- Dataset excerpts

......

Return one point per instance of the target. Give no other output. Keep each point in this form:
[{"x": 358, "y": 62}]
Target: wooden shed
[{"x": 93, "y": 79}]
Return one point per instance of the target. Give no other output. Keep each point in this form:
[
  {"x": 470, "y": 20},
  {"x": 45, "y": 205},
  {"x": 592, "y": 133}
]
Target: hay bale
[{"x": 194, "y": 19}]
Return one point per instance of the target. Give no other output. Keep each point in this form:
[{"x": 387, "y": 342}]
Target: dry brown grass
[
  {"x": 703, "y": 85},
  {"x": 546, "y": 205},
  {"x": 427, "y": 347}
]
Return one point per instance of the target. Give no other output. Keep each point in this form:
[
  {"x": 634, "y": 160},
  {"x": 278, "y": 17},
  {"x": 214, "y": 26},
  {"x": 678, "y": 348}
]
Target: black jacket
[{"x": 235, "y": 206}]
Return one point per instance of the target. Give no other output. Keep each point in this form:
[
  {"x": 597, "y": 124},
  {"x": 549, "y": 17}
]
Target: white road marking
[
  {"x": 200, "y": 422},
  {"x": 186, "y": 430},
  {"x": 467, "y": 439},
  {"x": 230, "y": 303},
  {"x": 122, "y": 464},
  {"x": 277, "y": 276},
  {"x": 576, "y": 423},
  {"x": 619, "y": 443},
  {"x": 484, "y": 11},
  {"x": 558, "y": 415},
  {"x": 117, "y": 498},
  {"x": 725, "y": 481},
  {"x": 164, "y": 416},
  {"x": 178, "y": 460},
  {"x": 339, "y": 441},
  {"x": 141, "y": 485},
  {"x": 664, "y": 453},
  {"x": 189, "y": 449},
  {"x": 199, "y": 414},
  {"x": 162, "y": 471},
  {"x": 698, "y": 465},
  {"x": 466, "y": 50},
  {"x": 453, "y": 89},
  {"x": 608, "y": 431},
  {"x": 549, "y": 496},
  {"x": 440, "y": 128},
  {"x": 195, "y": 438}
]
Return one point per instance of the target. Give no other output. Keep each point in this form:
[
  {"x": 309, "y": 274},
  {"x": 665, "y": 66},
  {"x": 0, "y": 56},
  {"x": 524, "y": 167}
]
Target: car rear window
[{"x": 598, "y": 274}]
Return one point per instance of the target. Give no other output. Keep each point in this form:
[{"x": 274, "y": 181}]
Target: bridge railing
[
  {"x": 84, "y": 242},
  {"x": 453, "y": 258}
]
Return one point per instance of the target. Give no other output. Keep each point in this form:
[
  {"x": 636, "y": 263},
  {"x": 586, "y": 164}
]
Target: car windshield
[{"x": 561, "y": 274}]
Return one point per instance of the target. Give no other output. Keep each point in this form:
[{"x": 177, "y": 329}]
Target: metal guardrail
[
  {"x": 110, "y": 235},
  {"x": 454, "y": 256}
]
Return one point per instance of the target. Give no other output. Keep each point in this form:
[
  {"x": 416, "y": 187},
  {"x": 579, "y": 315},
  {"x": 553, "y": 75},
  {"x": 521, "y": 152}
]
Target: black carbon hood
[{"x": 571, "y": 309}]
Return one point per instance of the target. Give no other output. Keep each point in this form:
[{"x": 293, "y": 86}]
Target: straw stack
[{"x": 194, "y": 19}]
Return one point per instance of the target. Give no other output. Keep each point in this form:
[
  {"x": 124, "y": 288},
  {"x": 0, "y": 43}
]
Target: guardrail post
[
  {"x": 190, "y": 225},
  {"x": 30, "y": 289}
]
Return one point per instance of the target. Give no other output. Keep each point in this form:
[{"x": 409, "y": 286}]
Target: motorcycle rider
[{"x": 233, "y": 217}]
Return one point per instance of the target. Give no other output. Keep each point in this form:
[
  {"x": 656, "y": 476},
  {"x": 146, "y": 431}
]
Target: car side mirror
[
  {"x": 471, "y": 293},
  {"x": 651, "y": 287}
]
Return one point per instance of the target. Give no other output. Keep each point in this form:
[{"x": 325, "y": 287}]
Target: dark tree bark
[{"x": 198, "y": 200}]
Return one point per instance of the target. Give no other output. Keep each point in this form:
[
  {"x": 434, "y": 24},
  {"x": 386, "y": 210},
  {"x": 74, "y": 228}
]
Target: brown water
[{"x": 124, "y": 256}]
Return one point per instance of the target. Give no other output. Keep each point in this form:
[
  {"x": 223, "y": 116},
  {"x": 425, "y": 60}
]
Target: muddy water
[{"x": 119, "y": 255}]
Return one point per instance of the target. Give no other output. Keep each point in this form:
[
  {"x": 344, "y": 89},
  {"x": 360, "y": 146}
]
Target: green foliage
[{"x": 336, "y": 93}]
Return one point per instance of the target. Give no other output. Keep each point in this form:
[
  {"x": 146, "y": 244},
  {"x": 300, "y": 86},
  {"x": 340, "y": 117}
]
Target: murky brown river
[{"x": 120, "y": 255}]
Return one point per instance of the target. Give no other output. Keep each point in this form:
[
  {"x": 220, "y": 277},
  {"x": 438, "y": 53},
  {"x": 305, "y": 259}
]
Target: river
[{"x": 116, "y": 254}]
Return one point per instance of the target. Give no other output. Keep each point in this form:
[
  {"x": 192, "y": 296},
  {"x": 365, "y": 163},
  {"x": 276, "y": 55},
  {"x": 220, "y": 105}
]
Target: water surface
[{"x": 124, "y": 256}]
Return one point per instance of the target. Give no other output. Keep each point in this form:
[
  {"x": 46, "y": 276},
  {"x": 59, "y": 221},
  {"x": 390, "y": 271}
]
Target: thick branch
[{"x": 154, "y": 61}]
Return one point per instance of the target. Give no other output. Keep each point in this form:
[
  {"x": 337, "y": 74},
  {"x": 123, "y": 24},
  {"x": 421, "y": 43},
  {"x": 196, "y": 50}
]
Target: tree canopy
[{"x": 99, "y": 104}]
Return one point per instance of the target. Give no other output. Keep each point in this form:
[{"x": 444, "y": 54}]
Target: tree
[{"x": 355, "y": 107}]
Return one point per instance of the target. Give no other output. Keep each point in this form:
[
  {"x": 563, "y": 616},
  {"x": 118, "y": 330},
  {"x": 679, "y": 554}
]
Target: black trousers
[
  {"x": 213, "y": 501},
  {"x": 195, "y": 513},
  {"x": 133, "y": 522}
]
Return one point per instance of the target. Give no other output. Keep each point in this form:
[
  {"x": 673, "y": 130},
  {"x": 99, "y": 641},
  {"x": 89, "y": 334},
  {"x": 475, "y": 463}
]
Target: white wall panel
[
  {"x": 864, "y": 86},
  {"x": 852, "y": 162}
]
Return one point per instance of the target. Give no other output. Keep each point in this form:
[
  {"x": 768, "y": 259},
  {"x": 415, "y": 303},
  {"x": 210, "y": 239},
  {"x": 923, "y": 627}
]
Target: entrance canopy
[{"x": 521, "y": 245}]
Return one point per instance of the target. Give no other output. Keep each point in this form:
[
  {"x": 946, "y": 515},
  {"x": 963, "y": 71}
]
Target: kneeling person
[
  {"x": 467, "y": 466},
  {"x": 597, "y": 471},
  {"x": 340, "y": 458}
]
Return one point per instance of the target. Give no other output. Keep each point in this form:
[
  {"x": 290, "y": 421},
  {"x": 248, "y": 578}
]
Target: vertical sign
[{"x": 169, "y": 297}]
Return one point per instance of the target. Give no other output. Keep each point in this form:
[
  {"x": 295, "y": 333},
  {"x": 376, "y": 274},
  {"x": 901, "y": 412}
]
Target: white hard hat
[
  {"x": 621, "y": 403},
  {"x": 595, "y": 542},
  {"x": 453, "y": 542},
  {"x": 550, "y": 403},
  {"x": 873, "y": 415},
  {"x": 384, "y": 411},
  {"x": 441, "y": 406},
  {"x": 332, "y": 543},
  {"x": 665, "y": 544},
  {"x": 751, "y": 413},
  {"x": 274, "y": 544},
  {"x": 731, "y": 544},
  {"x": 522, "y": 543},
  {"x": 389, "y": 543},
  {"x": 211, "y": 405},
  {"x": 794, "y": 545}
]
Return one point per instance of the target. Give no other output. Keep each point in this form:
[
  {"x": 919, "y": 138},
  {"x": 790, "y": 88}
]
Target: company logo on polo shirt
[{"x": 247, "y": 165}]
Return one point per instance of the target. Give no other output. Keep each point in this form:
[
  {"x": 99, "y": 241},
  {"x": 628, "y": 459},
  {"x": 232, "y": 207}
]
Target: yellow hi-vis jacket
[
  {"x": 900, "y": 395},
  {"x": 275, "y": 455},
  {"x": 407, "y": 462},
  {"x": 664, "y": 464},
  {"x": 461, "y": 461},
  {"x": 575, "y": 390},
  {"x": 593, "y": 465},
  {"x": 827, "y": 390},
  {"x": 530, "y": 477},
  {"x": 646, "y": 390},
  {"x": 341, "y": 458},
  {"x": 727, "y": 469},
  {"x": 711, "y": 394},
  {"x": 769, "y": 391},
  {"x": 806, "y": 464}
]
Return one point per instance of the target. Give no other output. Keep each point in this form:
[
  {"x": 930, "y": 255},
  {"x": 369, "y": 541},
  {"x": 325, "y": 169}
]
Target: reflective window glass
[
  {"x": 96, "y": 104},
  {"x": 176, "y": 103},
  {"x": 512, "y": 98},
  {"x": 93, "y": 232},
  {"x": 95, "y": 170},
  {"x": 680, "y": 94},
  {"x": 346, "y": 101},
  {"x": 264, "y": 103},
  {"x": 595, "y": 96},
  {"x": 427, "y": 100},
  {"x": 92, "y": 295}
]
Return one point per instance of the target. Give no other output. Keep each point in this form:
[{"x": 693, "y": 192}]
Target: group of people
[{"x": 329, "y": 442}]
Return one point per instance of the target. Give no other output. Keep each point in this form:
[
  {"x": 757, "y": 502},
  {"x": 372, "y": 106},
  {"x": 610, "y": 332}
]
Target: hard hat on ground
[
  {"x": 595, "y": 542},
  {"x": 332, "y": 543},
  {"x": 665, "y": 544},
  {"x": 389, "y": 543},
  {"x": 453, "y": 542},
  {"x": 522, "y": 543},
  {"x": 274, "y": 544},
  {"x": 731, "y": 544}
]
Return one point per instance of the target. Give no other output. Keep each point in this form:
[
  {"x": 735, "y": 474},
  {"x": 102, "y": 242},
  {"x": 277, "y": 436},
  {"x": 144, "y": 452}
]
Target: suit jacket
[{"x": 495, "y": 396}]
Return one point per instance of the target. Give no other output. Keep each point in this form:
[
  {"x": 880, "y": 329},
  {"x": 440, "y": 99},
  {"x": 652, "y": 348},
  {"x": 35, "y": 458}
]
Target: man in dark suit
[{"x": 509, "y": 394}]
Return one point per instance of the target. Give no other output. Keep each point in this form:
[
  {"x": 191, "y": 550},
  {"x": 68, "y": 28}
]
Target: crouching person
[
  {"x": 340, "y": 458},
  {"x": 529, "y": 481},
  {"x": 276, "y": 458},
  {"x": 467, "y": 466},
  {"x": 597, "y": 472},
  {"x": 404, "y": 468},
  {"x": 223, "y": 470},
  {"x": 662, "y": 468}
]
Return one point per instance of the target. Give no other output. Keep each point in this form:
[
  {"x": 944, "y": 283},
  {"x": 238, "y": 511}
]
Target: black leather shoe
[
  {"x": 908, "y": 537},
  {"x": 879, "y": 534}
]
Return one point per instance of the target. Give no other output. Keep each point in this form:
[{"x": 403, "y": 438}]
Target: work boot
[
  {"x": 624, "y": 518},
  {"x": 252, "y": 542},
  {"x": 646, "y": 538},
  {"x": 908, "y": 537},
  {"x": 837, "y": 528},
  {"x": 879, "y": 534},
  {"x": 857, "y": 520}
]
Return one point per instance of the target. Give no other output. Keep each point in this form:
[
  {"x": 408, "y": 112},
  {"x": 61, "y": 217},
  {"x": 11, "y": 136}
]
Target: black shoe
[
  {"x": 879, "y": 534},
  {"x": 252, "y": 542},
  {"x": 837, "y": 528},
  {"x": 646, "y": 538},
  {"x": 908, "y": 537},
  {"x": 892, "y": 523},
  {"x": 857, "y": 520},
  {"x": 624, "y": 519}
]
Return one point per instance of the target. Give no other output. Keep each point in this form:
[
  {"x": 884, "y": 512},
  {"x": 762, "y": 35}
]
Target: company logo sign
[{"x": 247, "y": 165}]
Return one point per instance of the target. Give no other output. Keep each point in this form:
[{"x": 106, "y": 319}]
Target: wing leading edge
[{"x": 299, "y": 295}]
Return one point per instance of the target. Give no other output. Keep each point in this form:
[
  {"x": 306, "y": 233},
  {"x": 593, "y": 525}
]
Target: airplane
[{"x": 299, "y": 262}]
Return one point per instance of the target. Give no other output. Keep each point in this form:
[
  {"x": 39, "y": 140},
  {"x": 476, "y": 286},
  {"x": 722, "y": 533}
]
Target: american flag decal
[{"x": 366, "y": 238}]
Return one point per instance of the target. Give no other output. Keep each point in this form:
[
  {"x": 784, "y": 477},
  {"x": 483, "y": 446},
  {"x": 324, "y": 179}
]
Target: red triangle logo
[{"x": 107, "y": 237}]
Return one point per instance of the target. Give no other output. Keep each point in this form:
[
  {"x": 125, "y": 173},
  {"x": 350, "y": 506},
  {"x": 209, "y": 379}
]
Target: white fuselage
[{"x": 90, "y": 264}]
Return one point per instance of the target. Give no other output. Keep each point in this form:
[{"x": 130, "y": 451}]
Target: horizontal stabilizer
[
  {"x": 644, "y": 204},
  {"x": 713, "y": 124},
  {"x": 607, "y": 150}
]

......

Each line, from the one that holds "Target: white fuselage" through the last line of the entries, must be repeated exactly. Leave out everything else.

Target: white fuselage
[{"x": 90, "y": 264}]
Return one point per instance of the target. Give no other output. Keep each point in this form:
[{"x": 130, "y": 451}]
Target: horizontal stabilizer
[
  {"x": 644, "y": 204},
  {"x": 713, "y": 124},
  {"x": 607, "y": 150}
]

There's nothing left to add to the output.